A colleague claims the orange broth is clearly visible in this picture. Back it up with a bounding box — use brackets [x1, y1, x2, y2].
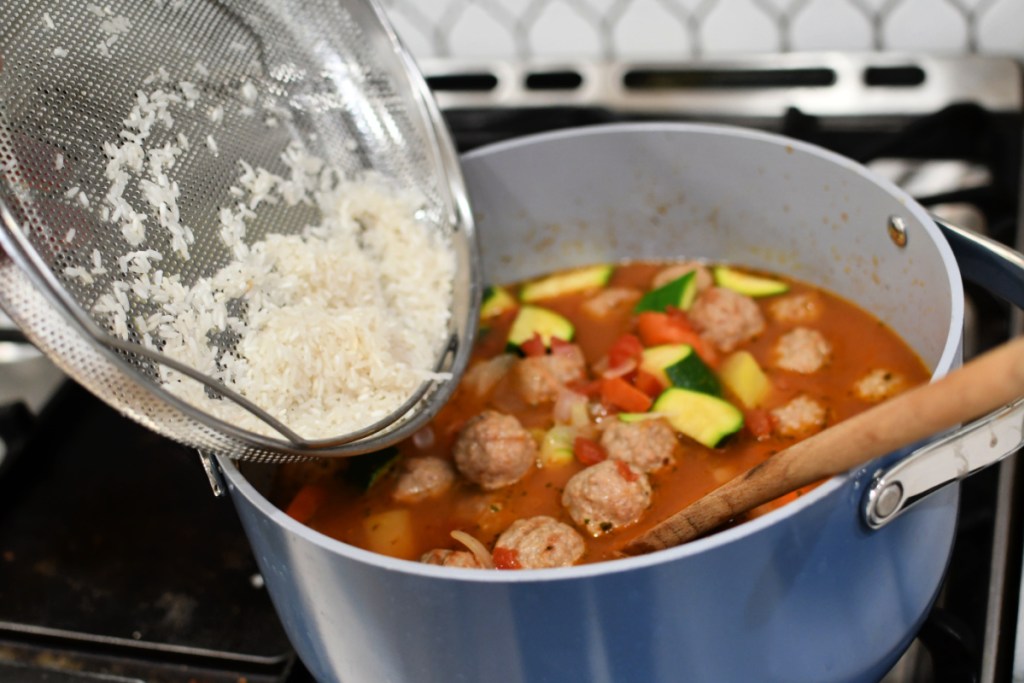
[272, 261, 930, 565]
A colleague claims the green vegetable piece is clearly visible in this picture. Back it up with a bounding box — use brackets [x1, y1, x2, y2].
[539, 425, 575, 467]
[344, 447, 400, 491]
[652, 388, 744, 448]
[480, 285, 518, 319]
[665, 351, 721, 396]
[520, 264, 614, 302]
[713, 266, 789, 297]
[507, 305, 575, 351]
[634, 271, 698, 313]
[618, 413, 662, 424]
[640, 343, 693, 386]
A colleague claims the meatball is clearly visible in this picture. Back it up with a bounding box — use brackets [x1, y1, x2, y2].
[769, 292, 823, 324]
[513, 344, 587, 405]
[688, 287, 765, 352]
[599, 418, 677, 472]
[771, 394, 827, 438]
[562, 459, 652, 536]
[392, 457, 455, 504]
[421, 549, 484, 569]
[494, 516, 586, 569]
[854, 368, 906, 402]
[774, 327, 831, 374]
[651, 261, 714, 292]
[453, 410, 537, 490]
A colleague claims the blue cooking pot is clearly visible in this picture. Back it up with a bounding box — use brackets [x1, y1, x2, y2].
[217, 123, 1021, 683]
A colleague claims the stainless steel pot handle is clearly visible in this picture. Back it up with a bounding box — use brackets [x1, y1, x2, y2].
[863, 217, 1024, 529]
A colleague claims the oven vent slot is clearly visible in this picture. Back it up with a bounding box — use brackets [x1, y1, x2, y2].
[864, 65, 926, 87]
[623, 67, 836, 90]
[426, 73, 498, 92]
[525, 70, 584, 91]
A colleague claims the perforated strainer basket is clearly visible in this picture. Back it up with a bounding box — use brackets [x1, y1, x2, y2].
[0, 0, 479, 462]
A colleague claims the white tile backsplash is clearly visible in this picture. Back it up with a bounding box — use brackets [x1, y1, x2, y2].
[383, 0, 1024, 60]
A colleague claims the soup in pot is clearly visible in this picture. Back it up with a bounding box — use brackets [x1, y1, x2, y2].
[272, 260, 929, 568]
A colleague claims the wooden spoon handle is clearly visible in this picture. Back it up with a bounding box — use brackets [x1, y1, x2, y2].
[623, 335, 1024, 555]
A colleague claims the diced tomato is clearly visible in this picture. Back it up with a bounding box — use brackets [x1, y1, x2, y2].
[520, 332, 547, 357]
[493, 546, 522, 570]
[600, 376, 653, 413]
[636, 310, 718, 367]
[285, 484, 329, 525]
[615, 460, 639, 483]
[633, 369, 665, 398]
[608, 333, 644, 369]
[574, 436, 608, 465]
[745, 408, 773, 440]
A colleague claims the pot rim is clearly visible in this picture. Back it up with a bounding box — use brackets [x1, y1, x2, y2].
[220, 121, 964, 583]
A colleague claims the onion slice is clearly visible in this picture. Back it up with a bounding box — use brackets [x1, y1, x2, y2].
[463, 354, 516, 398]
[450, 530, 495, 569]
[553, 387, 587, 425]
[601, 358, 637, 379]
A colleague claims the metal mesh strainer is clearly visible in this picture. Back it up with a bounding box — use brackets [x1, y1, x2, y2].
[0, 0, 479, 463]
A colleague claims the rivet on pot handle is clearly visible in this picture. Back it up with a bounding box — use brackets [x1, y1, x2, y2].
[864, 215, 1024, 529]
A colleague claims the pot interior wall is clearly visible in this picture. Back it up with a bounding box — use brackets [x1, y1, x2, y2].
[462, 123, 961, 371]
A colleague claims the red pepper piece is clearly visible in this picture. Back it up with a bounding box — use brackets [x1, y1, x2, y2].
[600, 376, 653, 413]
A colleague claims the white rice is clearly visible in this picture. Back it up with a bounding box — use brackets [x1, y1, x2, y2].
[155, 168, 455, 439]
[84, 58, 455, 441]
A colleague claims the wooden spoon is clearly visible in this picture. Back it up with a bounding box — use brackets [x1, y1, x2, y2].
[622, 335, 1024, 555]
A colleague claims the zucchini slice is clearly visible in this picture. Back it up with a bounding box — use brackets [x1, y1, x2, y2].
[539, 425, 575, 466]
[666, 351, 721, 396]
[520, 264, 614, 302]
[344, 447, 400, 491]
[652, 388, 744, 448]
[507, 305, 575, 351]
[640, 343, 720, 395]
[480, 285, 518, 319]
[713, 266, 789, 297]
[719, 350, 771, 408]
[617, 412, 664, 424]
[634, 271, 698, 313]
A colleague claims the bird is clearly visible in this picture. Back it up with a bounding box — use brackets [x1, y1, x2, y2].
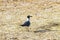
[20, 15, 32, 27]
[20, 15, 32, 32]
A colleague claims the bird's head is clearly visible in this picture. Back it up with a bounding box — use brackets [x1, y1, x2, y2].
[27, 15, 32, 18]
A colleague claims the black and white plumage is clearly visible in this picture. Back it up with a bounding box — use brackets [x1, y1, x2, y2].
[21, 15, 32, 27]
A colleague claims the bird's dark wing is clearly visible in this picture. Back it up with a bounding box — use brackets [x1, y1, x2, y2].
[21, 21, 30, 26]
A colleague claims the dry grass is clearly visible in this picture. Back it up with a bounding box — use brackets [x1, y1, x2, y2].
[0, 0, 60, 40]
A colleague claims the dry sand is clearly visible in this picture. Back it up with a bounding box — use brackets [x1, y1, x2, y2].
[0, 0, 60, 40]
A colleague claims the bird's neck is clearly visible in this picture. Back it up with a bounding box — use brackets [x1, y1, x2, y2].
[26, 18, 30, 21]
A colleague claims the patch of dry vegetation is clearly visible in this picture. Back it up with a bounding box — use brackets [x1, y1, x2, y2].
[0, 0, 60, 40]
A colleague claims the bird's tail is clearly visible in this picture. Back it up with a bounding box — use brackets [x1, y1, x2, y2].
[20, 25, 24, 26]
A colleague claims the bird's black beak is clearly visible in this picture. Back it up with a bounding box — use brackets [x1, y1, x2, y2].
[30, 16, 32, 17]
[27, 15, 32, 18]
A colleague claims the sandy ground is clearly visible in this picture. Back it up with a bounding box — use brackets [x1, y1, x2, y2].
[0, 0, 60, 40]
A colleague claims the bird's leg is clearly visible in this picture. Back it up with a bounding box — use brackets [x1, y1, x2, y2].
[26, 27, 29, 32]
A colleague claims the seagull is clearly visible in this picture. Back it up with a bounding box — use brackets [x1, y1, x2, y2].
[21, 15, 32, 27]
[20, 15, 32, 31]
-*-*-
What you have to do :: Leave out the pictures and reproduce the rest of the listing exactly.

Exercise answer ::
A colleague claims the orange broth is clearly visible in this picture. Back it up with a bounding box — use brackets [x1, y1, x2, y2].
[272, 261, 930, 565]
A colleague claims the green vegetable piece is clearly visible in this picture. Back it up with a bounding box — use brackets [x1, y1, x2, y2].
[539, 425, 575, 467]
[344, 447, 400, 491]
[652, 388, 744, 448]
[480, 285, 518, 319]
[665, 351, 721, 396]
[520, 264, 614, 302]
[713, 266, 789, 297]
[507, 305, 575, 351]
[634, 271, 698, 313]
[618, 413, 662, 424]
[640, 343, 693, 386]
A colleague claims the meatball is clearly visible in this picture. Back it up with a bounding box — use brackets [x1, y1, x2, y2].
[769, 292, 823, 324]
[513, 344, 587, 405]
[688, 287, 765, 352]
[599, 418, 677, 472]
[771, 394, 827, 438]
[562, 459, 652, 536]
[392, 457, 455, 504]
[421, 549, 484, 569]
[494, 516, 586, 569]
[854, 368, 906, 402]
[774, 327, 831, 374]
[651, 261, 714, 292]
[453, 410, 537, 490]
A colleague claims the blue cooking pot is clearly visible in this picture. Back it up with a bounding box — use brackets [x1, y1, x2, y2].
[217, 123, 1021, 683]
A colleague claims the stainless steel pot handle is clearly visible in this picture. Back it up with a bounding box — use brackets [x1, y1, x2, y2].
[863, 217, 1024, 529]
A colleague claims the oven vent slot is clearly visible in this picture. Back it up with a bounding box — use brackets [x1, y1, x2, y2].
[864, 65, 926, 87]
[623, 67, 836, 90]
[426, 73, 498, 92]
[525, 70, 584, 91]
A colleague claims the perforated strainer basket is clearly visible in this picture. Back it up with a bounding box — use brackets [x1, y1, x2, y2].
[0, 0, 479, 462]
A colleague claims the white tile backsplash is clearly visible in this picture. Back it up with a bounding box — use brackets [x1, y1, x2, y2].
[383, 0, 1024, 60]
A colleague claims the soup in pot is clearly visible in this picture. Back it up with a bounding box — use brackets [x1, y1, x2, y2].
[272, 260, 929, 568]
A colleague claims the wooden spoon handle is clearly visible in this picture. Back it up with a bounding box — use brackets [x1, y1, x2, y2].
[623, 335, 1024, 555]
A colleague claims the diced tomato is clearly visible in this picture. Back it up with a bounding box — use brackets [x1, y1, x2, y2].
[520, 332, 547, 357]
[493, 546, 522, 570]
[600, 376, 653, 413]
[636, 310, 718, 367]
[285, 484, 329, 525]
[615, 460, 639, 483]
[633, 369, 665, 398]
[608, 333, 644, 369]
[574, 436, 608, 465]
[745, 408, 773, 440]
A colleague claims the pot rim is clearly visible in this picture. Back it up with a bounding box — use brackets [x1, y1, x2, y2].
[220, 121, 964, 583]
A colleague claims the onion slice is clearly visible in this picture. Back it up with a bounding box — use brackets [x1, y1, x2, y2].
[463, 354, 516, 398]
[450, 530, 495, 569]
[553, 387, 587, 425]
[601, 358, 637, 379]
A colleague claims the metal mesh strainer is clearly visible in this picture. Back it up with a bounding box — use brackets [x1, y1, x2, y2].
[0, 0, 479, 463]
A colleague claims the rivet on pot handle is clearly visible in this picture. Back it up with a bounding box — use brackets [x1, y1, x2, y2].
[864, 215, 1024, 529]
A colleague claims the pot interior wall is clearly visible in this picture. Back it up with a bounding box — use brackets [x1, y1, x2, y2].
[462, 123, 961, 371]
A colleague claims the red pepper piece is clearly visible in this picture. Back it up with a bounding box — use brackets [x1, y1, x2, y2].
[600, 376, 653, 413]
A colleague claims the white rice is clearly visible in this picture. Back it up with a bounding box — use brackets [x1, y1, x2, y2].
[155, 168, 455, 439]
[84, 58, 455, 441]
A colleague claims the wooden spoon is clearly visible in this picture. Back it up with a bounding box — use brackets [x1, y1, x2, y2].
[622, 335, 1024, 555]
A colleague claims the zucchini slice is clearly visible in this picture. Back it up with a bounding box — use brackets [x1, y1, x2, y2].
[539, 425, 575, 466]
[666, 351, 721, 396]
[520, 264, 614, 302]
[344, 447, 400, 491]
[652, 388, 744, 448]
[507, 305, 575, 351]
[640, 343, 720, 395]
[480, 285, 518, 319]
[713, 266, 789, 297]
[719, 350, 771, 408]
[617, 412, 664, 424]
[634, 271, 698, 313]
A colleague claims the bird is clearly visible in this picture. Back it up with a bounding box — use brackets [x1, y1, x2, y2].
[20, 15, 32, 27]
[20, 15, 32, 32]
A colleague claims the bird's head is clearly visible in this picture. Back it up with a bounding box — use brackets [x1, y1, x2, y2].
[27, 15, 32, 18]
A colleague claims the black and white plumage is clearly visible in this picture. Back it up with a bounding box — use brackets [x1, y1, x2, y2].
[21, 15, 32, 27]
A colleague claims the bird's dark wing is clearly visible in this picture. Back it up with a bounding box — use brackets [x1, y1, x2, y2].
[21, 21, 30, 26]
A colleague claims the dry grass is clearly visible in this picture. Back it up with a bounding box — use brackets [x1, y1, x2, y2].
[0, 0, 60, 40]
A colleague claims the dry sand is clearly visible in this picture. Back it up with a bounding box — use brackets [x1, y1, x2, y2].
[0, 0, 60, 40]
A colleague claims the bird's neck is clearly visible in this picture. Back it up with a bounding box — use brackets [x1, y1, x2, y2].
[26, 18, 30, 21]
A colleague claims the patch of dry vegetation is clearly visible in this picture. Back it up with a bounding box — use brackets [x1, y1, x2, y2].
[0, 0, 60, 40]
A colleague claims the bird's tail is clearly visible in this picture. Back it up with a bounding box — use brackets [x1, y1, x2, y2].
[20, 25, 24, 26]
A colleague claims the bird's black beak is clearly visible in this picture. Back it up with a bounding box — use brackets [x1, y1, x2, y2].
[30, 16, 32, 17]
[27, 15, 32, 18]
A colleague claims the sandy ground is clearly visible in this picture. Back it up with a bounding box — use brackets [x1, y1, x2, y2].
[0, 0, 60, 40]
A colleague claims the bird's leg is clearly visible in this picture. Back it up with a bounding box — use brackets [x1, y1, x2, y2].
[26, 27, 29, 32]
A colleague claims the seagull is clearly visible in this picture. Back it up with a bounding box — use brackets [x1, y1, x2, y2].
[21, 15, 32, 27]
[20, 15, 32, 31]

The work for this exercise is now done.